**Source text:**
+---+

10 June 2007
More than 44,000 people across West Midlands waiting over a year for treatment

New Government figures have for the first time exposed the actual waiting times patients face across the West Midlands for hospital operations, and the stark regional variations patients face in accessing vital NHS care under Labour.

Analysis of the official figures shows how almost 500,000 people each year are forced to wait for over 12 months for hospital treatment, with 44,041 patients in the West Midlands forced to wait over a year for operations after being referred by their local GP.

Ministers in Whitehall consistently claim that they have reduced waiting times for hospital patients, but they did not even collect actual waiting times until they had been in power for over ten years.

Commenting, Harriett Baldwin, Conservative Parliamentary Candidate for West Worcestershire said:"These figures make shocking reading. For years, patients have been forced to hear Gordon Brown talk about how no-one waits more than six months for an operation. This is particularly galling for more than 44,000 patients across the West Midlands who we now know are forced to wait over a year.

+---+

Data entries
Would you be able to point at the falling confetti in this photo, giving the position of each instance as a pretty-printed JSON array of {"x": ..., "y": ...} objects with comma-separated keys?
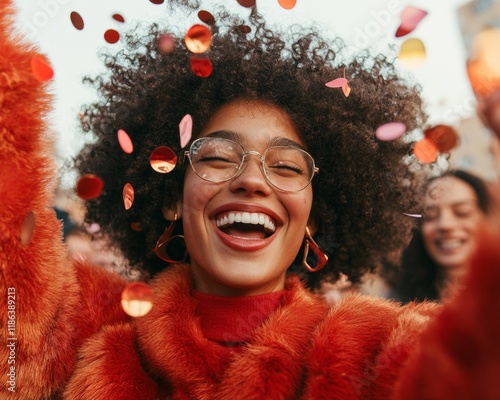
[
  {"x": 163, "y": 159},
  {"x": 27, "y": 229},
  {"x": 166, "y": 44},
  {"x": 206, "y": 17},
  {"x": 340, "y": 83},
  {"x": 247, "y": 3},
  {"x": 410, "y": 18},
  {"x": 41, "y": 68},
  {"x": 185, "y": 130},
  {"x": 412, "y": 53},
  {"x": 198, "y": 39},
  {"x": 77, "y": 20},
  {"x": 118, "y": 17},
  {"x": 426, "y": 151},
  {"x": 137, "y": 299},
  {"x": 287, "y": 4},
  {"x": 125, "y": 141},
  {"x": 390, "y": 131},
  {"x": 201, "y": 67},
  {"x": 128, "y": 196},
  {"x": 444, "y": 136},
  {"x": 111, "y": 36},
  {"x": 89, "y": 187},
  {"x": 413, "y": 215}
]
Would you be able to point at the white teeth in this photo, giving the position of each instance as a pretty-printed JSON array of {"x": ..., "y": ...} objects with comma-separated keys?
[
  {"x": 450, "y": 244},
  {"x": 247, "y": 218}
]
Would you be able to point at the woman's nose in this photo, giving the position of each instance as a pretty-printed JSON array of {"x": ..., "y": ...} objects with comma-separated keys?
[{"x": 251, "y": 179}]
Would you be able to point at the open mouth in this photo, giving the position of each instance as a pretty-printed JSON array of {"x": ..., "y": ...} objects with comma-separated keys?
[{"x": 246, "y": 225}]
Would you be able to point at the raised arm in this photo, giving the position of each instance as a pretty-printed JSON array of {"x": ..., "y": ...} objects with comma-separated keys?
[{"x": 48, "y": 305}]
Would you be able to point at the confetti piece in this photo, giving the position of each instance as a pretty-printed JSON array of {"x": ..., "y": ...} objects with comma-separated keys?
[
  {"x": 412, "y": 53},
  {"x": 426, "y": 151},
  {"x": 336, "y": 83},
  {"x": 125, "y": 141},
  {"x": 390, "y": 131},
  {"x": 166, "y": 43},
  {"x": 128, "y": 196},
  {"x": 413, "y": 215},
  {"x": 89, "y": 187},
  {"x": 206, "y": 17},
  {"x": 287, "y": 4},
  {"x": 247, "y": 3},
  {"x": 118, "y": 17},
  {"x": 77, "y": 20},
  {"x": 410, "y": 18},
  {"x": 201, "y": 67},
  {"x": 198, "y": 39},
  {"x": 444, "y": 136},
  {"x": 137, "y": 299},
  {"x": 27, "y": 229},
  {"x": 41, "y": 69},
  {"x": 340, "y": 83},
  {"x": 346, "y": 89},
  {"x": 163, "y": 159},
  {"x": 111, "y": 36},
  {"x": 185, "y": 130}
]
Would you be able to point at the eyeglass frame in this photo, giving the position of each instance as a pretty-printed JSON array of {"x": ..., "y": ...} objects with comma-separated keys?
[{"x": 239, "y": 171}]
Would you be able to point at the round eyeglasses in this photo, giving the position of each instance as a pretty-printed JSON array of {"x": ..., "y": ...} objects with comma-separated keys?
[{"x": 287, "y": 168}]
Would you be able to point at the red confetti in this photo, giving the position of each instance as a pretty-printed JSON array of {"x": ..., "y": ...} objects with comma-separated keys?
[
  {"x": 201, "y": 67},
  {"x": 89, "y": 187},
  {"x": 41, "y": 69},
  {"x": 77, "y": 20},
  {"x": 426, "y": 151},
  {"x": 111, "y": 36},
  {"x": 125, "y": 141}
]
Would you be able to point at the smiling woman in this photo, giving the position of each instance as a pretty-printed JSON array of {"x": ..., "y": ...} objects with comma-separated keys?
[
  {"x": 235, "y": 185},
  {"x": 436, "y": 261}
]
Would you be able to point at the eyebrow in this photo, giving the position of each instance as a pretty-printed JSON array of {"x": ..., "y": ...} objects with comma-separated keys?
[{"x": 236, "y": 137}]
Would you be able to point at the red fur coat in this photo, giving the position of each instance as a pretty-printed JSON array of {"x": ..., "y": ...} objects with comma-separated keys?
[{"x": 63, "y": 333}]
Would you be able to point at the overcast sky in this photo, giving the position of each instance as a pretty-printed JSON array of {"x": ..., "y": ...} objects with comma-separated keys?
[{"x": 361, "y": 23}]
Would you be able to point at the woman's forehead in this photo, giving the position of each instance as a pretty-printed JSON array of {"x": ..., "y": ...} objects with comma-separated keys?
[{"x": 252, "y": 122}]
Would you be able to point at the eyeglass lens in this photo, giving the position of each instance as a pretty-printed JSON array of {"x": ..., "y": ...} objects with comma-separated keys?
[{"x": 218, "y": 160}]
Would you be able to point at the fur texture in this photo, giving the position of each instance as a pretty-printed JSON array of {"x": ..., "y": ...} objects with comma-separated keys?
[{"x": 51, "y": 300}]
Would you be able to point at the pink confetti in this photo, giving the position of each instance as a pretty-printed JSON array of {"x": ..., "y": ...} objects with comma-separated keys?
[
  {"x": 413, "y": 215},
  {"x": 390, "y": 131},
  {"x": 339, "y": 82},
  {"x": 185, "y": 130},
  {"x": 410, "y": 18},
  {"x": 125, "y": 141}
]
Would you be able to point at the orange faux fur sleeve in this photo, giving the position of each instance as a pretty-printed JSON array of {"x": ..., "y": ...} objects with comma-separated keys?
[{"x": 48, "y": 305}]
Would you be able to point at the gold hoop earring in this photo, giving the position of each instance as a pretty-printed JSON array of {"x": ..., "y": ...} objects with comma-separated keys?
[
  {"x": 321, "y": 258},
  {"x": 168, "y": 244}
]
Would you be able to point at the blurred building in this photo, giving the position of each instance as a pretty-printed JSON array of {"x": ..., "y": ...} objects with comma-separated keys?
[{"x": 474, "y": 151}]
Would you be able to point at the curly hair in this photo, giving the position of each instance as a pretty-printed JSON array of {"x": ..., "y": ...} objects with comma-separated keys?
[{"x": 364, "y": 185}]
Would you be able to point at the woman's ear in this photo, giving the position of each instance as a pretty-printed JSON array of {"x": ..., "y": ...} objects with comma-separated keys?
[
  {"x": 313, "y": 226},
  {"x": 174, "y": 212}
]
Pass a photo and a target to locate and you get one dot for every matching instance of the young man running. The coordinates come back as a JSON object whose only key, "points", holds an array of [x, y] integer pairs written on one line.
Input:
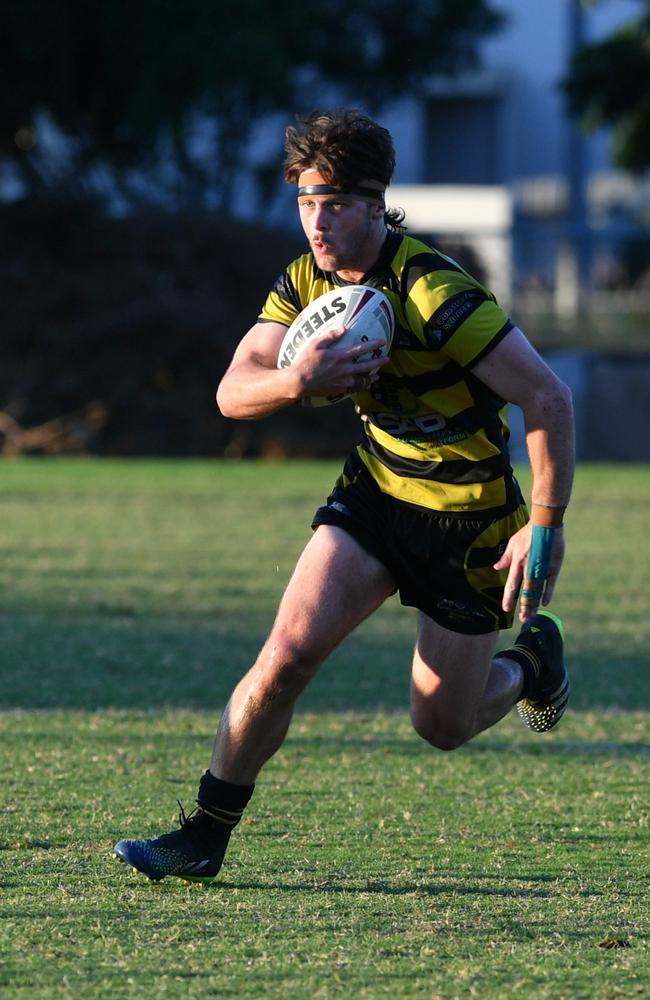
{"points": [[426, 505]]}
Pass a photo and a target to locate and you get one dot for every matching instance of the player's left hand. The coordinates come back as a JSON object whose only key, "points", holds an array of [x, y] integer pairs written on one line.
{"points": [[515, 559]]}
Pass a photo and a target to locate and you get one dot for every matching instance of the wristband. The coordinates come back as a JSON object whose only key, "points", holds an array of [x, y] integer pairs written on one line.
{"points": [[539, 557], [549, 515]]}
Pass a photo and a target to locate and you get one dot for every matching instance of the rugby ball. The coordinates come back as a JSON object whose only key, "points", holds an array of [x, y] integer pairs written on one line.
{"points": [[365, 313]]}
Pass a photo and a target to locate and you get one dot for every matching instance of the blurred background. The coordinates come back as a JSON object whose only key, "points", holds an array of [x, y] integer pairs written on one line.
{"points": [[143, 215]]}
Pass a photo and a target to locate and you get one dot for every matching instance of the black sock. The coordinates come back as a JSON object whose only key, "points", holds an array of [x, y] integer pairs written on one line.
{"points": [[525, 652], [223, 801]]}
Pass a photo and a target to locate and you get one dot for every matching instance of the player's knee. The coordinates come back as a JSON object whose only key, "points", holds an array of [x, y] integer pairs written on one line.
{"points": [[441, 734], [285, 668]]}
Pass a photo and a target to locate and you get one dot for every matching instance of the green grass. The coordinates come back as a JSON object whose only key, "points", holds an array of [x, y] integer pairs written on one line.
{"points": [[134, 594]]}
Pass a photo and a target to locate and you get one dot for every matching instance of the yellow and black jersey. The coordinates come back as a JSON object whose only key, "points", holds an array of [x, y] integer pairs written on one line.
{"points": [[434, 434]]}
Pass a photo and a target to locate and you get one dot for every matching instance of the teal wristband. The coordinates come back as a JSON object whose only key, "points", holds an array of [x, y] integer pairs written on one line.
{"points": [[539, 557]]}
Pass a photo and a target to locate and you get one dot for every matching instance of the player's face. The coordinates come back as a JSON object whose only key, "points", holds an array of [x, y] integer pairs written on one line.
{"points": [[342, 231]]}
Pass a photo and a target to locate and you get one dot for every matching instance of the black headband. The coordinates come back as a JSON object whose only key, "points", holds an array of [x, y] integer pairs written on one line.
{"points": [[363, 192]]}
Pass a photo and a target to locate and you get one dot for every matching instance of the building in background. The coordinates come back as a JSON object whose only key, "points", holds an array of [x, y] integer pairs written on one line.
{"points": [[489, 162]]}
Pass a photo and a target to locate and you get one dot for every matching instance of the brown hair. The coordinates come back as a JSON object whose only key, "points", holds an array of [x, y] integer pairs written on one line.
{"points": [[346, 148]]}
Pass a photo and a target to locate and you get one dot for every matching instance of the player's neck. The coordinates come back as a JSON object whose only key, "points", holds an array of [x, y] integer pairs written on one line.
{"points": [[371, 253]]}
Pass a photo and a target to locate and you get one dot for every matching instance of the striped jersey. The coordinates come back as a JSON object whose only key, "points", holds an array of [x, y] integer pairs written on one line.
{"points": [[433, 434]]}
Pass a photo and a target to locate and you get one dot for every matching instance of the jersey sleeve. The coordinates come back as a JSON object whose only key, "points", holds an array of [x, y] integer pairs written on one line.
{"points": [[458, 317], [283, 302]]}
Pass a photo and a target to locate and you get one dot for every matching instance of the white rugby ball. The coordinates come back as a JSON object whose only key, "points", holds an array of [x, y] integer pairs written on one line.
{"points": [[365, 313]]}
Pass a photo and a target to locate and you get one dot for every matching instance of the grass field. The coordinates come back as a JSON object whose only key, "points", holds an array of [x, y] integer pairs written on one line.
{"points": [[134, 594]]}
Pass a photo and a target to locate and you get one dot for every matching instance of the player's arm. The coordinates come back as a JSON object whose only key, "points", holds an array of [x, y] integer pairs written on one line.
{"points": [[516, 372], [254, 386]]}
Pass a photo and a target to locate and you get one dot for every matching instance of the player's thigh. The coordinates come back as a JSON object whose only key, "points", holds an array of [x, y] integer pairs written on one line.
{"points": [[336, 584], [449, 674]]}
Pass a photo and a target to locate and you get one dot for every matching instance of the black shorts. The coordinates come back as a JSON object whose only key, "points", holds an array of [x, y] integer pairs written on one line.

+---+

**Work task 1:** Decide whether each statement agrees with the article on West Midlands hospital waiting times: (a) more than 44,000 West Midlands patients waited over a year for operations after a GP referral; (b) ministers collected actual waiting times from the start of their time in power; (c) Harriett Baldwin is the Conservative Parliamentary Candidate for West Worcestershire. For each, answer yes or no and quote the deciding words of the article.
**Work task 2:** Copy the passage of the article on West Midlands hospital waiting times from "Commenting, Harriett Baldwin, Conservative" to "over a year.", substituting "eighteen weeks" for "six months".
**Work task 3:** Carry on the article on West Midlands hospital waiting times from the point where it stops.
The data entries are separate material, unconnected to the article on West Midlands hospital waiting times.

**Task answer 1:**
(a) Yes: "44,041 patients in the West Midlands forced to wait over a year for operations after being referred by their local GP"
(b) No: "they did not even collect actual waiting times until they had been in power for over ten years"
(c) Yes: "Harriett Baldwin, Conservative Parliamentary Candidate for West Worcestershire"

**Task answer 2:**
Commenting, Harriett Baldwin, Conservative Parliamentary Candidate for West Worcestershire said:"These figures make shocking reading. For years, patients have been forced to hear Gordon Brown talk about how no-one waits more than eighteen weeks for an operation. This is particularly galling for more than 44,000 patients across the West Midlands who we now know are forced to wait over a year.

**Task answer 3:**
"In Europe, waiting lists are unheard of. Labour have had ten years, and spent vast amounts of money bringing NHS funding up to the European average, for nothing like the same level of health care that patients on the Continent receive.

"NHS staff work hard every day to deliver improvements in patient care, but they are held back by a top-down, target-driven culture imposed on the NHS by Gordon Brown. We need to take politicians out of the running of the NHS, and set doctors and nurses free to make the decisions about patients based on their need, rather than a central target."